[Start Available records]
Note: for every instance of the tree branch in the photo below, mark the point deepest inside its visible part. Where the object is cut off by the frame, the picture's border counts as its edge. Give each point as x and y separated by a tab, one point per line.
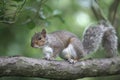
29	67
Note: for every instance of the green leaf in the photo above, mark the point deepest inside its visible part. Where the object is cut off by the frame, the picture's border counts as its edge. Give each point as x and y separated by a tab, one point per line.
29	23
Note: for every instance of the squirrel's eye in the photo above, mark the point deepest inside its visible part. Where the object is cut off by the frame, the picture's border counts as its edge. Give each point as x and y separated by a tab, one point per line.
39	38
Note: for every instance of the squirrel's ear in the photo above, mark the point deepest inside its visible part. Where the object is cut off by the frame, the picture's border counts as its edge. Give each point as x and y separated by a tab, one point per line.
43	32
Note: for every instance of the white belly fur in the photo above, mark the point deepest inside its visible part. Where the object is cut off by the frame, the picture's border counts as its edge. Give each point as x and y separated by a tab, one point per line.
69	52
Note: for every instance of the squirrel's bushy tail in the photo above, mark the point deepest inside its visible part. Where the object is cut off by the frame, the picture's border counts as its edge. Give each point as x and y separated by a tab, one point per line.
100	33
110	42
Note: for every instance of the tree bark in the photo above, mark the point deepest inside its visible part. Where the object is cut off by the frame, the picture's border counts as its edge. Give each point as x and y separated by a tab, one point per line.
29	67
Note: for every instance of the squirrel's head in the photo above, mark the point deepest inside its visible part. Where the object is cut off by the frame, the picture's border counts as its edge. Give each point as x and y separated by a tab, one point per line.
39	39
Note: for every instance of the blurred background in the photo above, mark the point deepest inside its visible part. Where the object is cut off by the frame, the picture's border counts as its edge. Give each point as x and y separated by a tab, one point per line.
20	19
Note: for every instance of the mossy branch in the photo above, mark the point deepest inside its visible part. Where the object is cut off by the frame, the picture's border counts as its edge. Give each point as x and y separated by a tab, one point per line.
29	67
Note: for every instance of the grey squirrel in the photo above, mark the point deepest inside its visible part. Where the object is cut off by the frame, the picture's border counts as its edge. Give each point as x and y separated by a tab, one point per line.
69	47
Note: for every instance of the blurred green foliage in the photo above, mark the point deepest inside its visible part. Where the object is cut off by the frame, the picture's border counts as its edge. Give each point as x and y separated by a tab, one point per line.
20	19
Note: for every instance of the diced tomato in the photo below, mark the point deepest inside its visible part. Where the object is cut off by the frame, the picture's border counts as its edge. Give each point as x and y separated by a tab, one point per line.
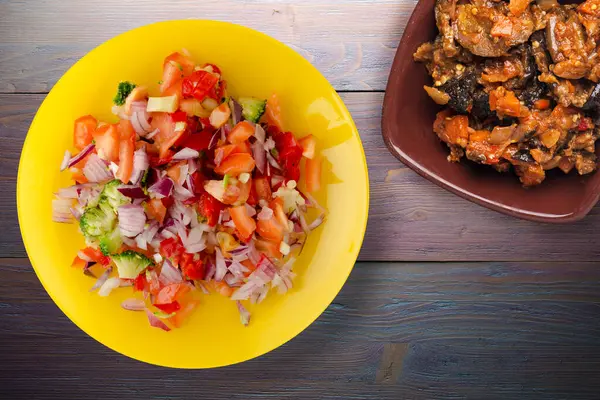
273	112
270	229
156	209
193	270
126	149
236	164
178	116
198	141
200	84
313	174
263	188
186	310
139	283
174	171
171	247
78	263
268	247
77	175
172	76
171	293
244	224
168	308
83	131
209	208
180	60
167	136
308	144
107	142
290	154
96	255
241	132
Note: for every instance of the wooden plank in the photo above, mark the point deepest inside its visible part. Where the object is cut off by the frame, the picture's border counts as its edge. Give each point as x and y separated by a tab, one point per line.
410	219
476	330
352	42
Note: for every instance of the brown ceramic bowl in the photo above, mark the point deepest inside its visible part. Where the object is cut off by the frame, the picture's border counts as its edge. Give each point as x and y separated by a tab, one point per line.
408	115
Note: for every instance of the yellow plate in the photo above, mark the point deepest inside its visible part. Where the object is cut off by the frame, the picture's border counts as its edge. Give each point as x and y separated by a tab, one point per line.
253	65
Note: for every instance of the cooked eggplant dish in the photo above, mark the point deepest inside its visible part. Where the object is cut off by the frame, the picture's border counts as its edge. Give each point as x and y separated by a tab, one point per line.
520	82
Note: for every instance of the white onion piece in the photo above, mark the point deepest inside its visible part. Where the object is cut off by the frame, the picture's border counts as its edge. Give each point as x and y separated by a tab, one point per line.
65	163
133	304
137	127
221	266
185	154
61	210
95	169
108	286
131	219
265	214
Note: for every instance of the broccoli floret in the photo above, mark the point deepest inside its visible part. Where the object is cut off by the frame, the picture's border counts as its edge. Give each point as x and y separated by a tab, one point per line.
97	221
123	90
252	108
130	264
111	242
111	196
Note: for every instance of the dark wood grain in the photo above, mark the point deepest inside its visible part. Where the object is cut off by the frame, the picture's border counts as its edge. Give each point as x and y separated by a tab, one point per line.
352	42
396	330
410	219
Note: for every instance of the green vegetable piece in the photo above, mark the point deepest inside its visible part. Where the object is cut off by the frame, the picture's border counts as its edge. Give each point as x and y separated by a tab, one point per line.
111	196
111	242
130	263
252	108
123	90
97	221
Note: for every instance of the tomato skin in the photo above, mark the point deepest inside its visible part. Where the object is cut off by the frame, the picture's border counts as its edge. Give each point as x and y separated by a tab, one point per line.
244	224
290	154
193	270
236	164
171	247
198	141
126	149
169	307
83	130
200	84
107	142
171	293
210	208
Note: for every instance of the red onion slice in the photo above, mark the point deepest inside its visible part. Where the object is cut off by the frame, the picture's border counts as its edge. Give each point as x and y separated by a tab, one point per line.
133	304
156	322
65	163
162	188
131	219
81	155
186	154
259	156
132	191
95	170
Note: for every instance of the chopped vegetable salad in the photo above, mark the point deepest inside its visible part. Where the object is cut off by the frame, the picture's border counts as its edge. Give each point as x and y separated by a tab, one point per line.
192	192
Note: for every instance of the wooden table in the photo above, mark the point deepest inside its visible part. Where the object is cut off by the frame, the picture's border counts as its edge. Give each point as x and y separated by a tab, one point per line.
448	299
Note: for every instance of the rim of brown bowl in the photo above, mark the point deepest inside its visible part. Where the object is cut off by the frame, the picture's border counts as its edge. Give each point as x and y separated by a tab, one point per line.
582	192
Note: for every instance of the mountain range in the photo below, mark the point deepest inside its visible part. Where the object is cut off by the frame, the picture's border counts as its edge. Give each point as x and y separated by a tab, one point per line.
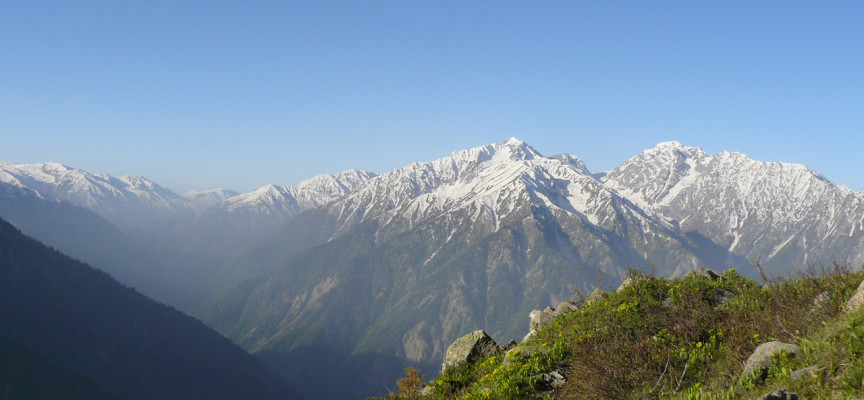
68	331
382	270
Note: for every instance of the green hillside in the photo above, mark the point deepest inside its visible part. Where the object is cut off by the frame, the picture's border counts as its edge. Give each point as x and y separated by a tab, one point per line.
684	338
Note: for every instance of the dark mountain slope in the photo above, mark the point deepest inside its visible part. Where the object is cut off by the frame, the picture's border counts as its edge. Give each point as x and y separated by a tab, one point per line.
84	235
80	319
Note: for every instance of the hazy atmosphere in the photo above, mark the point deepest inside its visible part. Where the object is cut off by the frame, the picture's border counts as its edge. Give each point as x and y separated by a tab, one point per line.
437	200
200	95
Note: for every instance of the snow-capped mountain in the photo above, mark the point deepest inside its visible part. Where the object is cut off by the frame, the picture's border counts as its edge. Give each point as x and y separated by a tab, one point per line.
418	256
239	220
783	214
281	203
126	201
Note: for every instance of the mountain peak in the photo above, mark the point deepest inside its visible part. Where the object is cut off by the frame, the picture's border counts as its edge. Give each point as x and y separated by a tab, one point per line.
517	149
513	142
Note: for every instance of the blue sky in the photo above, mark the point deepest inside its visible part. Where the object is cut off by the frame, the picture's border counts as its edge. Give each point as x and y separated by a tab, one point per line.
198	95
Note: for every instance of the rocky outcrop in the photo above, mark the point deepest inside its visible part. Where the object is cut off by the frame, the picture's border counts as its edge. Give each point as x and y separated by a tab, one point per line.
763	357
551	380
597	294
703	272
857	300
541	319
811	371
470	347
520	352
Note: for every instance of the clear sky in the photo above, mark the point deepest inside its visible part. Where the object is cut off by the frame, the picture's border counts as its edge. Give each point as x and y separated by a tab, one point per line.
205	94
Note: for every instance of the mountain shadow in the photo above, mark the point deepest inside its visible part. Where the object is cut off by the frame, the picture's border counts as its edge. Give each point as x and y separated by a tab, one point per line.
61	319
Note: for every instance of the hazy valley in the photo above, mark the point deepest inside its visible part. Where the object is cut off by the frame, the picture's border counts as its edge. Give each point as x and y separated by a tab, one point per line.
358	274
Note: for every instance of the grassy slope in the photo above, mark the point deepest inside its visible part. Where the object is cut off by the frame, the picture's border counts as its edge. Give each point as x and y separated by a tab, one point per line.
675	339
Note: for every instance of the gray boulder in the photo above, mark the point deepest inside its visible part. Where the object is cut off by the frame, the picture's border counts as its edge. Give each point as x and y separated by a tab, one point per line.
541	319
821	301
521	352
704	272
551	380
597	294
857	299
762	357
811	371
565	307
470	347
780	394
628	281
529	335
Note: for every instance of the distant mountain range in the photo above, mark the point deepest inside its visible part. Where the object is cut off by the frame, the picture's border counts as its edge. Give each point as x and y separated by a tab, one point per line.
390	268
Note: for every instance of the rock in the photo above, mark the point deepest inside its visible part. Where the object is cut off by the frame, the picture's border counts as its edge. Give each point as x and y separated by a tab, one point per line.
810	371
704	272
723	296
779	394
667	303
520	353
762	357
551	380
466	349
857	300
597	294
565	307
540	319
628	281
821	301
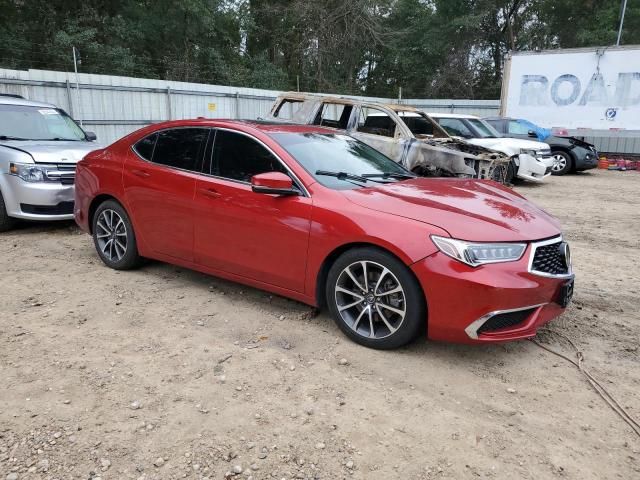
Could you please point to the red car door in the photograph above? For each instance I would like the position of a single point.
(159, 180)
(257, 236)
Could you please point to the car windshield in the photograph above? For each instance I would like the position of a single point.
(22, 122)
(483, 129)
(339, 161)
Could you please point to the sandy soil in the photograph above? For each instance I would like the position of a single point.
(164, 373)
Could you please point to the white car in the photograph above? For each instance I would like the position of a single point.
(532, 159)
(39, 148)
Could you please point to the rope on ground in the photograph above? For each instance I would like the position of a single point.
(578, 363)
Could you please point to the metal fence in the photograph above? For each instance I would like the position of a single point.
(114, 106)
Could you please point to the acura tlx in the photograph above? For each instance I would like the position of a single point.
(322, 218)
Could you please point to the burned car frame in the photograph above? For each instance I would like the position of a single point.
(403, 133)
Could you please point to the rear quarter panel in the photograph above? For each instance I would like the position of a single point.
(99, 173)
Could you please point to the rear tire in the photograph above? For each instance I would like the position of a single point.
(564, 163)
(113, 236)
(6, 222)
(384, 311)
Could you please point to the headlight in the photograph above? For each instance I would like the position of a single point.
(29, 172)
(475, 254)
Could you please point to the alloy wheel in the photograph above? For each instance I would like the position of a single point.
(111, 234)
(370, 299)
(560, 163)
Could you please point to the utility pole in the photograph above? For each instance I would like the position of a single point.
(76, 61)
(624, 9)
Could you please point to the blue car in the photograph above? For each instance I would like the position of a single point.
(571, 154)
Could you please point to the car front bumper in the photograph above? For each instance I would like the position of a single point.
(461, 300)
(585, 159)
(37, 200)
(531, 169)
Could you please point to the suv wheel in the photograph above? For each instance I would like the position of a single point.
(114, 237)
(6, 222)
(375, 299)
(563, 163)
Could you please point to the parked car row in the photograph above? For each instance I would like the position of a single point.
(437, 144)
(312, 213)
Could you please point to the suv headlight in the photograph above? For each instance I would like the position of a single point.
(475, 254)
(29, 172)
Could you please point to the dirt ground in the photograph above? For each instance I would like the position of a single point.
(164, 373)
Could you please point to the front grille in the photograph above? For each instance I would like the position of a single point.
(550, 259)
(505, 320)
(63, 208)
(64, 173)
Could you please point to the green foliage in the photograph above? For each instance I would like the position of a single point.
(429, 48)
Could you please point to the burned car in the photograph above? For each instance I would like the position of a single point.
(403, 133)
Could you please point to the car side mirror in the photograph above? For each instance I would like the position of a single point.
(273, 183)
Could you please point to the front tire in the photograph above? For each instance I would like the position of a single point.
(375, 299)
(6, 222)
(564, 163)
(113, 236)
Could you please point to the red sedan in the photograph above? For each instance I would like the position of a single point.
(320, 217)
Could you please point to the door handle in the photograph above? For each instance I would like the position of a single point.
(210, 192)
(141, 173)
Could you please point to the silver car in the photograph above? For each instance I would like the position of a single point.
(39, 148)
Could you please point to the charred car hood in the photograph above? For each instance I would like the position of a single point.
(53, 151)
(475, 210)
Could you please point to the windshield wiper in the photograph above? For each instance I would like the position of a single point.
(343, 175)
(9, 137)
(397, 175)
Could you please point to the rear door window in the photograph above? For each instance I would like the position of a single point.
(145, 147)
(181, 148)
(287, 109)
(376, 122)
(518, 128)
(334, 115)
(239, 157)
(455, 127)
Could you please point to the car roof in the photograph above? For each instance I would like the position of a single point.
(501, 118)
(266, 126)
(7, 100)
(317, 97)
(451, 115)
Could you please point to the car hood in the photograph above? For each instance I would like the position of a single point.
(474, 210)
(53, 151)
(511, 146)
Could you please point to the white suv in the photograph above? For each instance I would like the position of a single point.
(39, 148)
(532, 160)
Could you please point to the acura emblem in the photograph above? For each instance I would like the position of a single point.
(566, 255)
[End Available records]
--- Objective ---
Reproduce the listing above exactly from the line containing "Could you please point to the silver" through its last line, with both of those lines included.

--- The completed task ---
Could you please point to the silver car in the photograph above? For each instance I would like the position of a single point.
(39, 148)
Could you please point to the charred car hood in the photograph above? For each instance I would like the position of a single point.
(53, 151)
(475, 210)
Could you please point to the windshield wiper in the photograph above? For each instance I would like the position of a single point.
(343, 175)
(9, 137)
(397, 175)
Could you please point to the rear door window in the photograph above? For each instance I would like the position of a single point.
(145, 147)
(181, 148)
(287, 109)
(376, 122)
(518, 128)
(334, 115)
(239, 157)
(455, 127)
Could you please point to the car roof in the photograph above? For each instance I would like the position of a single point.
(501, 118)
(266, 126)
(7, 100)
(317, 97)
(451, 115)
Could you please point to the car hood in the photograph above? For each instance I would like the position of a single point.
(474, 210)
(53, 151)
(511, 146)
Could you please point to the white suv in the photograph above? For each instance I would like the position of a single point.
(39, 148)
(532, 160)
Could you please point to the acura emblem in the photograph above? For each instance I would like the position of a single point.
(566, 255)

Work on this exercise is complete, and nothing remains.